Instructions to follow:
Rewrite the records from their first line through the line that contains "xmin=109 ymin=255 xmax=124 ymax=262", both ends included and the requests kept in place. Scale every bounding box coordinate in the answers by 0.8 and round to whole numbers, halves up, leaving the requests unchanged and giving only those lines.

===== Dataset entries

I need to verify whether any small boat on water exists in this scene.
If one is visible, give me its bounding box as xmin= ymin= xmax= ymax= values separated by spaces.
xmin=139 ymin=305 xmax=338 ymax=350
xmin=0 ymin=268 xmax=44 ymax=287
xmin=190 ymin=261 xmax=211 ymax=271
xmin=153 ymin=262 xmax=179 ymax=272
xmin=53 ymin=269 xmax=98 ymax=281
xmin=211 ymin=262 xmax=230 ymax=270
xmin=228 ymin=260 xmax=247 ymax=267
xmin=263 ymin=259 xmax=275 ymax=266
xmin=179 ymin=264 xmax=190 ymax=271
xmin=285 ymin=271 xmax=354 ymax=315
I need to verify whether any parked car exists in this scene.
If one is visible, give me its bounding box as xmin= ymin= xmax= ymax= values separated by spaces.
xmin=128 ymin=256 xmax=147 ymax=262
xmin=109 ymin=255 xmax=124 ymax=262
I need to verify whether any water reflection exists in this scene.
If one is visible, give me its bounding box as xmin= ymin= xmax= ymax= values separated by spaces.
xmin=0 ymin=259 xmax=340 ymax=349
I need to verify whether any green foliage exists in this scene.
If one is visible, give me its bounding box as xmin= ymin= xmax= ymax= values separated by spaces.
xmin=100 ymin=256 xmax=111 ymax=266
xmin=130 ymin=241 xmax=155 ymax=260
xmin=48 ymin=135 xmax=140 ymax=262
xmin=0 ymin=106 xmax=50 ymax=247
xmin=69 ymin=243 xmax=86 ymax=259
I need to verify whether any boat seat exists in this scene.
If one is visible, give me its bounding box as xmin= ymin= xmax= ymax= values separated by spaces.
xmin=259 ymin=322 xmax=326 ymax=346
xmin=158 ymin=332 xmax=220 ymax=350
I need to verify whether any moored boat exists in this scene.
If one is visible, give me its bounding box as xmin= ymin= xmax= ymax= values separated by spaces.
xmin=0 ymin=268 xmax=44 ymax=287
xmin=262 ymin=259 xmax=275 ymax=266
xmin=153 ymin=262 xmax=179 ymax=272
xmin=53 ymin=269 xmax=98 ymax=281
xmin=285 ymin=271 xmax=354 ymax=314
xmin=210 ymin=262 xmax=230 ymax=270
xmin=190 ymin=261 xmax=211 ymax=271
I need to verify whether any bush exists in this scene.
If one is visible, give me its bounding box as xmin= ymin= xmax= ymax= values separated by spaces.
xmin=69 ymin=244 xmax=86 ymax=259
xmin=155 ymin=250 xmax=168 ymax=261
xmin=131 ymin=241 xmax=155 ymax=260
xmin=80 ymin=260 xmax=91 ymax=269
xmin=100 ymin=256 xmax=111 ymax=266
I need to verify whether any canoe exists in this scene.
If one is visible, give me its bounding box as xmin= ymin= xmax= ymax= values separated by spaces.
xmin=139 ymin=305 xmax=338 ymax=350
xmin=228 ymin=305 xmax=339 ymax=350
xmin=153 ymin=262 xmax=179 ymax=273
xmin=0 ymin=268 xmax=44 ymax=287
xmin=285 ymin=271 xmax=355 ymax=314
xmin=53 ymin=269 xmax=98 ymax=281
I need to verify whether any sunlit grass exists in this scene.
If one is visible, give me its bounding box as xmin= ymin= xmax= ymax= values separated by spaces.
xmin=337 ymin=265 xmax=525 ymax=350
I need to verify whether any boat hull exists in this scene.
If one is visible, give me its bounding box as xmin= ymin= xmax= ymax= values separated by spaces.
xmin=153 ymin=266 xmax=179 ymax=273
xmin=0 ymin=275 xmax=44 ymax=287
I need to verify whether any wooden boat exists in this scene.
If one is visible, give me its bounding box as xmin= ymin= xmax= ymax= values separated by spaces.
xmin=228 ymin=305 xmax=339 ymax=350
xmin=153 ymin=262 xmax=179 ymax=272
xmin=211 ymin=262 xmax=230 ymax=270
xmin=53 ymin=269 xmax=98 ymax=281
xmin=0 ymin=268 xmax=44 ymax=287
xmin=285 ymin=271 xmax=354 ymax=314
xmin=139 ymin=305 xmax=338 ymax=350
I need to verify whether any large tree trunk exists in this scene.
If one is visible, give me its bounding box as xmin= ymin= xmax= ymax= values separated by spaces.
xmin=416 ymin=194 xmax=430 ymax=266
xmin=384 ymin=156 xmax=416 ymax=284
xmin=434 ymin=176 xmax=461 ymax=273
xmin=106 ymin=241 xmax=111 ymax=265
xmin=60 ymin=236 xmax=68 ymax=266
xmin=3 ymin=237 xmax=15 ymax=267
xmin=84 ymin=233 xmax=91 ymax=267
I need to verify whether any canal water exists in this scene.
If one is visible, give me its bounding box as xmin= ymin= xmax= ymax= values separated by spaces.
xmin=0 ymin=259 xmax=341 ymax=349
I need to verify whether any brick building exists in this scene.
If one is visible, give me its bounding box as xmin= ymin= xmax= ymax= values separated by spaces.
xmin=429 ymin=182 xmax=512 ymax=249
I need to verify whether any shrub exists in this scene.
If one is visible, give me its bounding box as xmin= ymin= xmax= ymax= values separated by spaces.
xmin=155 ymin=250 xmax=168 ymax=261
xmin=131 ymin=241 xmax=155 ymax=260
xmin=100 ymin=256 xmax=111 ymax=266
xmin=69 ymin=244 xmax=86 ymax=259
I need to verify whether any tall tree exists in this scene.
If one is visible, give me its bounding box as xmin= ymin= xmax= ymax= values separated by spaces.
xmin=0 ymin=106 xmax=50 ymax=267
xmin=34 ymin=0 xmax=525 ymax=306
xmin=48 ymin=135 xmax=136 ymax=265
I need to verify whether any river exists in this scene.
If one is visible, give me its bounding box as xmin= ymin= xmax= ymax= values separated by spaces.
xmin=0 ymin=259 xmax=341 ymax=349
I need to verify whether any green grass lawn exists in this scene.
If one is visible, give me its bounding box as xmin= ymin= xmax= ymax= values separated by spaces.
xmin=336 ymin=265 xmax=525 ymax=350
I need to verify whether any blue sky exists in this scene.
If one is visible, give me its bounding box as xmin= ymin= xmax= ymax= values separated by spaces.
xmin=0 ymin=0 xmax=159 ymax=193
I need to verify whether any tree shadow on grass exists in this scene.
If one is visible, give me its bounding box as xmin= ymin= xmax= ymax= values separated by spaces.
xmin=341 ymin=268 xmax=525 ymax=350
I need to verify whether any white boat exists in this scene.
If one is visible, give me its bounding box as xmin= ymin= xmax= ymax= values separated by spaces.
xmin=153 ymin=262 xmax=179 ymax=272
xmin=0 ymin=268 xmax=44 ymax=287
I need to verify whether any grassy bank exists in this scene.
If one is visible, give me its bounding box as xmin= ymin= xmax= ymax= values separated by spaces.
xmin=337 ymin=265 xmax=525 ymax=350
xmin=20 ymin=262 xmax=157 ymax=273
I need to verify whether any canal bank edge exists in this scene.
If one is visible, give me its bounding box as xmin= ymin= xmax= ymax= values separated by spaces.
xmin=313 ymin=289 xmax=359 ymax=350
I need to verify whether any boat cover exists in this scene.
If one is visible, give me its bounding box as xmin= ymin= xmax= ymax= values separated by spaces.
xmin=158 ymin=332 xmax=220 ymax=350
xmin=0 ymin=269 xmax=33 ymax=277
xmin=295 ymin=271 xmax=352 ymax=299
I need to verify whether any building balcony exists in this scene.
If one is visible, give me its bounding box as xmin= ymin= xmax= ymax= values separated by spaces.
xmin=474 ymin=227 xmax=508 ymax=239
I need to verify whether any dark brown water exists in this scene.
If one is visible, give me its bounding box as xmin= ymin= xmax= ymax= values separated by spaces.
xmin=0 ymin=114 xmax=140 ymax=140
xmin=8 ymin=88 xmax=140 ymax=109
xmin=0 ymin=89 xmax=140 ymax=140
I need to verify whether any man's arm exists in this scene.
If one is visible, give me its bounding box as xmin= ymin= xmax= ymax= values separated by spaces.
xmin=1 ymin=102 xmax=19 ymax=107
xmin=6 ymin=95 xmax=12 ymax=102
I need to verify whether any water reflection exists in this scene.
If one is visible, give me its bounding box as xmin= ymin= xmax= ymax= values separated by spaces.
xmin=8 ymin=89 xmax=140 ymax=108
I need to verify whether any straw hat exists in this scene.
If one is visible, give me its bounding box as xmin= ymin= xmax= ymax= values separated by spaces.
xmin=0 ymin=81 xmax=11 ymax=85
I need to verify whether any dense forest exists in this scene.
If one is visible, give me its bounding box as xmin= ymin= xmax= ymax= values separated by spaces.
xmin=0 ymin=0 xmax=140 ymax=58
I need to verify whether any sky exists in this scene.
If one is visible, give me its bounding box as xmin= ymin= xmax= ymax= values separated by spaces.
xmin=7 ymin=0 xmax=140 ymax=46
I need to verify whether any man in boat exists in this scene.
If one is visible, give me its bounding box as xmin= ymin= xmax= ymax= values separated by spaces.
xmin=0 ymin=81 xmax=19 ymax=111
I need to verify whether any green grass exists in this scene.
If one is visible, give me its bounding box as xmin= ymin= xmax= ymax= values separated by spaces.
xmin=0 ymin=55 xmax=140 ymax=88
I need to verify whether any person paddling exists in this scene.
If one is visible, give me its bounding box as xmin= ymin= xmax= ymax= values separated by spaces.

==========

Exercise output:
I need to verify whether any small boat on water exists in this scene.
If one is visible, give me its bounding box as xmin= ymin= xmax= ymax= values separated by spaces.
xmin=111 ymin=244 xmax=270 ymax=280
xmin=0 ymin=214 xmax=35 ymax=230
xmin=152 ymin=209 xmax=169 ymax=217
xmin=122 ymin=210 xmax=143 ymax=218
xmin=42 ymin=215 xmax=78 ymax=225
xmin=169 ymin=210 xmax=184 ymax=216
xmin=182 ymin=208 xmax=198 ymax=214
xmin=210 ymin=207 xmax=220 ymax=213
xmin=143 ymin=211 xmax=152 ymax=217
xmin=228 ymin=217 xmax=283 ymax=252
I need to verify whether any parked car exists in this scene.
If one is visible, give me its bounding box as xmin= ymin= xmax= ymax= values separated by spaces.
xmin=102 ymin=205 xmax=118 ymax=210
xmin=87 ymin=204 xmax=99 ymax=210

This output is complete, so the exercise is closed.